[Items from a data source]
■ ■ ■ ■ ■ ■ ■

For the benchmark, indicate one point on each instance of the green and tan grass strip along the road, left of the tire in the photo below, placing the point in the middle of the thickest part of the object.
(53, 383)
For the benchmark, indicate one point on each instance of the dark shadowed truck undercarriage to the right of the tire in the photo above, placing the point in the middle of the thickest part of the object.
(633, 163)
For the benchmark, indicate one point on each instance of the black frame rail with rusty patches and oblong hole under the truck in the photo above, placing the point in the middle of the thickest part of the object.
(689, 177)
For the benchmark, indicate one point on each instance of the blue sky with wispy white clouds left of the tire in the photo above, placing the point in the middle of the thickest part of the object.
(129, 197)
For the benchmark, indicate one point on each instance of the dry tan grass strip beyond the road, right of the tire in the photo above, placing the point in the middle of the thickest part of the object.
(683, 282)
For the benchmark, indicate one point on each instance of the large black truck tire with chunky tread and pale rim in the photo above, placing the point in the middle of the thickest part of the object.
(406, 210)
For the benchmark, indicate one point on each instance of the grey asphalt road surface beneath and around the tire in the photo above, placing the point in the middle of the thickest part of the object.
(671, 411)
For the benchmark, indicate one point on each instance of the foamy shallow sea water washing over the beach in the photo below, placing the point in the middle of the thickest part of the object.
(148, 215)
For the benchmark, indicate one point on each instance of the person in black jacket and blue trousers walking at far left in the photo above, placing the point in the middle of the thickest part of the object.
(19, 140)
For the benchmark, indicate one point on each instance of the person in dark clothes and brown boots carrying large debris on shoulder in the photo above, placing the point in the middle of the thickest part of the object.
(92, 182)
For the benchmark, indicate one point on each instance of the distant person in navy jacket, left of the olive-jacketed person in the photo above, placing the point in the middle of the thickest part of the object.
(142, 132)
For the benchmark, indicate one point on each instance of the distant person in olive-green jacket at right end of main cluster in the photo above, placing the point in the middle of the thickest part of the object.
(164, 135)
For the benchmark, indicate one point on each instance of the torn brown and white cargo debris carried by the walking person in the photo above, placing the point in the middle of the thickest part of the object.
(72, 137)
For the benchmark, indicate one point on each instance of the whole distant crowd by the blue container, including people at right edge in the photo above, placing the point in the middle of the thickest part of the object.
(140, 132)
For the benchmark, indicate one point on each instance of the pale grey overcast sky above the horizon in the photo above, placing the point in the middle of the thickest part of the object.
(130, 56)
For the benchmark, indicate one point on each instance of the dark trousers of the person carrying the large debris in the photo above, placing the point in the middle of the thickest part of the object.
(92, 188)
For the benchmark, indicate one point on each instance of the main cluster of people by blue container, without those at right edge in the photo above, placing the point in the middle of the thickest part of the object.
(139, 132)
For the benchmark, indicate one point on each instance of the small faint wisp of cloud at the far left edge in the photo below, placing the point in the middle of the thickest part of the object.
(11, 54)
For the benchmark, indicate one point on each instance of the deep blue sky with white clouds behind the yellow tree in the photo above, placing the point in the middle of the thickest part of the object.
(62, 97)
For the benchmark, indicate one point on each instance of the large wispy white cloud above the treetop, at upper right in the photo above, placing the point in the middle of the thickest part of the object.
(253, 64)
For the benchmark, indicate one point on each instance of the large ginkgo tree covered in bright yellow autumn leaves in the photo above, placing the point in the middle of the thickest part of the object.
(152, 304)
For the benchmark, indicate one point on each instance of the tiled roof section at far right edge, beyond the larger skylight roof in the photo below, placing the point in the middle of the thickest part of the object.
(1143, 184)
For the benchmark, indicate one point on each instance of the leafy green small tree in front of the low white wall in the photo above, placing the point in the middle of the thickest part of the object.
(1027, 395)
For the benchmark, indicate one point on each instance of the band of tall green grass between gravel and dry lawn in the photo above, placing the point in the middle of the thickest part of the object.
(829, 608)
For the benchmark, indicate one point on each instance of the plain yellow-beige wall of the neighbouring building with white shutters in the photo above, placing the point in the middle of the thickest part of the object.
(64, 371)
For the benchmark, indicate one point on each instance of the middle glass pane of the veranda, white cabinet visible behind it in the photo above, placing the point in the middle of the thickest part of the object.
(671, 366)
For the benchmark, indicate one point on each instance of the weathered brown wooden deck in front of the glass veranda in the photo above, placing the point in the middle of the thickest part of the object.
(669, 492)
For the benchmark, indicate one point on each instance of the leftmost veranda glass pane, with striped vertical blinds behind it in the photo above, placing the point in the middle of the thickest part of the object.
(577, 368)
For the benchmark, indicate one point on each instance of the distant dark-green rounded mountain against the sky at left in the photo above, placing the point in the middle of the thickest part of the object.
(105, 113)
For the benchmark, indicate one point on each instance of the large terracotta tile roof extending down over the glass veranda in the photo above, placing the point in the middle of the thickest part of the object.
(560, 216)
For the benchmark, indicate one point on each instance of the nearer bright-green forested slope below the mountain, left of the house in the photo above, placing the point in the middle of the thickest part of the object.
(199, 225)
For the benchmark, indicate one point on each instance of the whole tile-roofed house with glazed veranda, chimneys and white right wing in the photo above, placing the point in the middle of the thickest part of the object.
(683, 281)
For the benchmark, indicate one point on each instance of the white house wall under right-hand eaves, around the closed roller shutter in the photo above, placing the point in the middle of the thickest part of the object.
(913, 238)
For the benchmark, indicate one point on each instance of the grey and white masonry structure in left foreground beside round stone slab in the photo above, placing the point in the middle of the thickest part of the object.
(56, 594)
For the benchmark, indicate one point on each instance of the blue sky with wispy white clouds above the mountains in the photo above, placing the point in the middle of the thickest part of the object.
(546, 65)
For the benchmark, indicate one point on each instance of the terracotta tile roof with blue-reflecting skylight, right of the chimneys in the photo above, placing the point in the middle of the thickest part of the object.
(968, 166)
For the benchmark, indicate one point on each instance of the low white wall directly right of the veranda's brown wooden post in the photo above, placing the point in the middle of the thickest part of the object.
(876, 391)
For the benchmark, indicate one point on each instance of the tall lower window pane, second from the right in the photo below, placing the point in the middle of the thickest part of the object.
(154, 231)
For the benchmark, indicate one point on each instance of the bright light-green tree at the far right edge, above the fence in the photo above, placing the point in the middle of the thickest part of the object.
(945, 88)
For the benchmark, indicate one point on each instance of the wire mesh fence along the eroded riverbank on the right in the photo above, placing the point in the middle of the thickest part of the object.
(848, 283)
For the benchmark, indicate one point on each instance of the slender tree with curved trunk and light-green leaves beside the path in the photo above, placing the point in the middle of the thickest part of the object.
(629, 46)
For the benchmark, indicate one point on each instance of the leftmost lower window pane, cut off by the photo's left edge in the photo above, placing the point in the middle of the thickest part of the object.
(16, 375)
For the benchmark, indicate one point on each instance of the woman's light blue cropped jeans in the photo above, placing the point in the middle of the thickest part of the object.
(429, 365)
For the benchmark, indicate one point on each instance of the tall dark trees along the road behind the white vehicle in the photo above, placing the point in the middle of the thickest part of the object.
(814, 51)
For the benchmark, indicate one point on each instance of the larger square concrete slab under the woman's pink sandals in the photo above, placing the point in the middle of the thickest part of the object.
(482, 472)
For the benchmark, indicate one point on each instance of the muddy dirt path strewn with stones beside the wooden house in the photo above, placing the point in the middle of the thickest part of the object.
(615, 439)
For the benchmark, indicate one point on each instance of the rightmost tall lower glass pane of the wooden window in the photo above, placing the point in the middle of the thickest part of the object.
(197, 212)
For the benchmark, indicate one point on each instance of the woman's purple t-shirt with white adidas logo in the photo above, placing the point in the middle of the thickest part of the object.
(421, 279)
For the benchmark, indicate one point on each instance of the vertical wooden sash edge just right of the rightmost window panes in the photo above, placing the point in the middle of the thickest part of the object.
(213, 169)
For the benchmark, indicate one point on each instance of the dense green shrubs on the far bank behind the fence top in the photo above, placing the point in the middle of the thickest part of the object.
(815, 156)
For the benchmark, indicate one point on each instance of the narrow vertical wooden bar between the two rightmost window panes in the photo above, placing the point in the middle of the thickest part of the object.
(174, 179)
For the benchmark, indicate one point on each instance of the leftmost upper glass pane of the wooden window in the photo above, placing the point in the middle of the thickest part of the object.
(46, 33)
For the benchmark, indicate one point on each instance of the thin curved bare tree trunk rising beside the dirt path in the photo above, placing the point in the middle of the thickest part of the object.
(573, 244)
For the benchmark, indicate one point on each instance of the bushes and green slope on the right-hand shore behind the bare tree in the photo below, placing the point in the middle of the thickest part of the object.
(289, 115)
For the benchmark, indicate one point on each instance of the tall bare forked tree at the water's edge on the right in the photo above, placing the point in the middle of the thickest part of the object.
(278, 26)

■ ■ ■ ■ ■ ■ ■

### EXERCISE AIM
The result should consist solely of the lines from the one that contains "the leftmost upper" to the last line of the records above, reproduced exactly.

### YOUR RESPONSE
For the benchmark, indicate one point on each instance of the leftmost upper glass pane of the wooden window in the photo above, placing the point in the middle of the thickest part of the object.
(46, 33)
For the benchmark, indicate one point on each instance of the thin curved bare tree trunk rising beside the dirt path in the photo above, placing the point in the middle of the thickest part of the object.
(573, 244)
For the benchmark, indicate one point on each instance of the bushes and green slope on the right-hand shore behind the bare tree in the photo below, placing the point in the middle of the thickest part of the object.
(289, 115)
For the benchmark, indicate one point on each instance of the tall bare forked tree at the water's edge on the right in the photo above, placing the point in the middle of the thickest part of the object.
(278, 26)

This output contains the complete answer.